[Stored items from a collection]
#####
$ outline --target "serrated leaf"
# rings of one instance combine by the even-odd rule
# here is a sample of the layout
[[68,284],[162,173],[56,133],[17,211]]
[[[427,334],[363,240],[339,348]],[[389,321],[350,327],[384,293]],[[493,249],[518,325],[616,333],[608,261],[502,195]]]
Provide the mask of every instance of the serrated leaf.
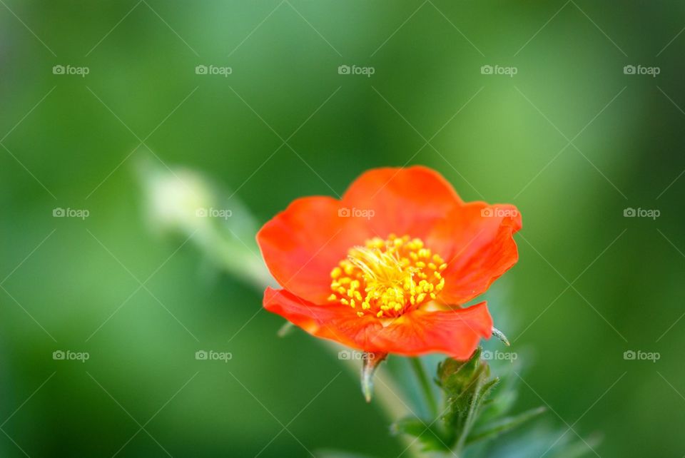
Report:
[[435,422],[412,417],[403,418],[392,424],[391,431],[393,434],[405,434],[421,443],[424,452],[448,452],[449,444],[442,437]]
[[513,417],[509,417],[497,422],[495,424],[486,427],[484,429],[475,432],[469,435],[466,439],[466,444],[473,444],[481,440],[493,439],[501,434],[513,429],[527,422],[528,420],[537,417],[544,413],[547,409],[544,407],[537,407],[527,410],[523,413]]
#####
Reproduce every line of the listing above verbatim, omitting the pictures from your copy.

$ outline --target "serrated leaf"
# rings of one instance combine by the even-odd rule
# here is a sample of the layout
[[68,284],[162,173],[56,133],[17,211]]
[[[427,334],[363,240],[339,348]],[[389,321],[350,327],[384,293]],[[493,249],[518,325],[616,333],[608,261],[502,195]]]
Provide the mask of every instance of the serrated leaf.
Report:
[[435,422],[412,417],[403,418],[392,424],[391,431],[393,434],[405,434],[421,443],[424,452],[448,452],[449,444],[442,437]]
[[513,417],[509,417],[497,422],[495,424],[486,427],[484,429],[475,432],[469,435],[466,439],[466,444],[473,444],[481,440],[493,439],[501,434],[513,429],[527,422],[528,420],[537,417],[544,413],[547,409],[544,407],[537,407],[527,410],[523,413]]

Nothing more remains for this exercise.